'''
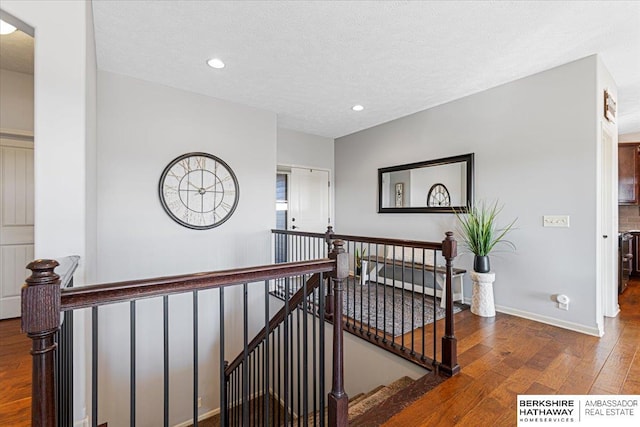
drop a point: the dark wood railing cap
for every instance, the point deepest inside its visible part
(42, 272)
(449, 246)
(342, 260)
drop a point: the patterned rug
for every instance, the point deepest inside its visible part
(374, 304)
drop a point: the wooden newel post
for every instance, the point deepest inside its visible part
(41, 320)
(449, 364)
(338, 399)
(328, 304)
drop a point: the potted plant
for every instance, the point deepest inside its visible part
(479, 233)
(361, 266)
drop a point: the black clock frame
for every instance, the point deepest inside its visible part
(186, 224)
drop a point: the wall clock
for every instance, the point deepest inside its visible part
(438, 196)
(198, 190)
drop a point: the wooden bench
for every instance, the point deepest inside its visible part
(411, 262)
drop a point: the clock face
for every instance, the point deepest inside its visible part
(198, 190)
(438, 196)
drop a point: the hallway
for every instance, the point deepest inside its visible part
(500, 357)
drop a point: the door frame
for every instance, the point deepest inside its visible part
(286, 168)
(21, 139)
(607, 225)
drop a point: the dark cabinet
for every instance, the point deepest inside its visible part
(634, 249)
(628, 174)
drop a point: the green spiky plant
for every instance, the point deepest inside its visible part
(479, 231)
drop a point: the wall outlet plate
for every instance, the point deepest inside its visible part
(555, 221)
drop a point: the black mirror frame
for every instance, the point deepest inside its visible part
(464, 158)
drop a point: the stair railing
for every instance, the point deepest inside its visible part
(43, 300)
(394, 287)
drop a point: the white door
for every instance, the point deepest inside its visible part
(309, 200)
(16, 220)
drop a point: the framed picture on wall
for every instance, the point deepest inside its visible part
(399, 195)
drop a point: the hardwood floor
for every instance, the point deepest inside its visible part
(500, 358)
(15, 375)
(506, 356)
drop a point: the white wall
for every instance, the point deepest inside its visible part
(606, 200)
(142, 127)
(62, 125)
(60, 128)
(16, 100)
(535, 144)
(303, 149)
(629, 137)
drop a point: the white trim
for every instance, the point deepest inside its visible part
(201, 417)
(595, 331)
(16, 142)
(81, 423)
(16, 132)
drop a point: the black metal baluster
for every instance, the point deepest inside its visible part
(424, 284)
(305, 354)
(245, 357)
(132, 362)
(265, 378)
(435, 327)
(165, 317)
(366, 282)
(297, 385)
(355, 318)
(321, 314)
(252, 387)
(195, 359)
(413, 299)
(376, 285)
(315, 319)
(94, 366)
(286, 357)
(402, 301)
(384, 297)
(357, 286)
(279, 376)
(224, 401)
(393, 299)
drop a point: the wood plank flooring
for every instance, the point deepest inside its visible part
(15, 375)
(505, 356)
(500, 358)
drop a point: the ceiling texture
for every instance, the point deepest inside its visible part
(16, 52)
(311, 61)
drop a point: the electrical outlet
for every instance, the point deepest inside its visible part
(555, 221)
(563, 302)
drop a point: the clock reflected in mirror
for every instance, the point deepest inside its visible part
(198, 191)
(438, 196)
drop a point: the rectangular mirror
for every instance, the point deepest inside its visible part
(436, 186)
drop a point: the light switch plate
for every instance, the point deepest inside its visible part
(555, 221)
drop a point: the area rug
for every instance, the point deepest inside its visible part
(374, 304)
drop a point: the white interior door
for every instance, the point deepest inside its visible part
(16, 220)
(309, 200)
'''
Directions: Restate each record from above word for word, excluding any picture it holds.

Completed exercise:
drop a point: the dark wood railing cap
for every instance, the point deepest inside its visible part
(42, 272)
(449, 246)
(342, 260)
drop a point: the patterned rug
for every instance, the point deepest inside its visible part
(374, 304)
drop a point: the wooden newel post
for every instance, the point deepest inside its visible part
(41, 320)
(449, 364)
(338, 399)
(328, 304)
drop a point: the potted plant
for every instance, the point deepest inside its visible part
(479, 233)
(361, 266)
drop a point: the black clock frame
for every instance, the point deepest inside its visible part
(186, 224)
drop a point: the wall clock
for every instance, the point deepest inside its visible part
(438, 196)
(198, 190)
drop a point: the wooden bench
for every instance, the point deepest inside its visible part
(411, 262)
drop a point: the clock face
for every instance, the point deepest inside its visible part
(198, 190)
(438, 196)
drop a point: the hallway
for every instance, the point deepest inside its visible part
(500, 357)
drop a point: the door frame
for every instance, the point deepest inside its visible part
(286, 168)
(21, 139)
(607, 225)
drop a point: the dark cabinet
for every instance, the point deepest inside its visible part
(634, 249)
(628, 174)
drop a point: the green spiky plant
for every instance, the point deepest inside its visible part
(479, 231)
drop a point: the wall outlet plate
for every instance, the point deepest inside its visible part
(555, 221)
drop a point: the black mirror frame
for every instance, the point deepest inside its visible part
(464, 158)
drop a point: the stair railing
for every instance, the point deepest inside its visible part
(43, 300)
(394, 287)
drop a point: the white door
for every instance, the point deepest inside its visible part
(309, 200)
(16, 220)
drop a point: the framed picture on wall
for every instance, the point deepest inside its visible part
(399, 195)
drop a point: the hardwood floor
for every instance, the point deepest inside its visible part
(500, 358)
(15, 375)
(506, 356)
drop a point: the white wall
for every instance, the point deepest inside its visible part
(606, 200)
(142, 127)
(62, 125)
(60, 128)
(16, 100)
(535, 144)
(303, 149)
(629, 137)
drop a point: the white trim
for every instance, the point deepest inside its visible part
(201, 417)
(595, 331)
(16, 142)
(81, 423)
(16, 132)
drop a point: the black metal baluster
for every instance, the point deepest inside its visible part
(424, 284)
(305, 354)
(245, 357)
(132, 362)
(265, 378)
(435, 327)
(165, 317)
(366, 282)
(297, 385)
(355, 318)
(321, 314)
(252, 387)
(195, 359)
(413, 299)
(376, 285)
(315, 319)
(94, 366)
(286, 357)
(402, 301)
(384, 297)
(357, 286)
(279, 376)
(224, 401)
(393, 299)
drop a point: the wood plank flooring
for every instance, the point deepest inside its visible part
(15, 375)
(505, 356)
(500, 358)
drop a point: the ceiling texture
for every instance, the point deepest inside its visible part
(16, 52)
(311, 61)
drop a point: the electrical outlet
for every instance, the point deepest inside its visible part
(555, 221)
(563, 302)
drop a point: the clock reflected in mirror
for every instance, the point deepest inside its visible part
(198, 191)
(438, 196)
drop a point: the rectangular mirror
for every instance, the point deepest inside its visible part
(436, 186)
drop a point: the light switch plate
for every instance, the point deepest inside its visible part
(555, 221)
drop a point: the area rug
for every instance, the point deepest inside its visible part
(374, 304)
drop a point: the white interior door
for every instance, the point deepest inside its visible part
(16, 220)
(309, 200)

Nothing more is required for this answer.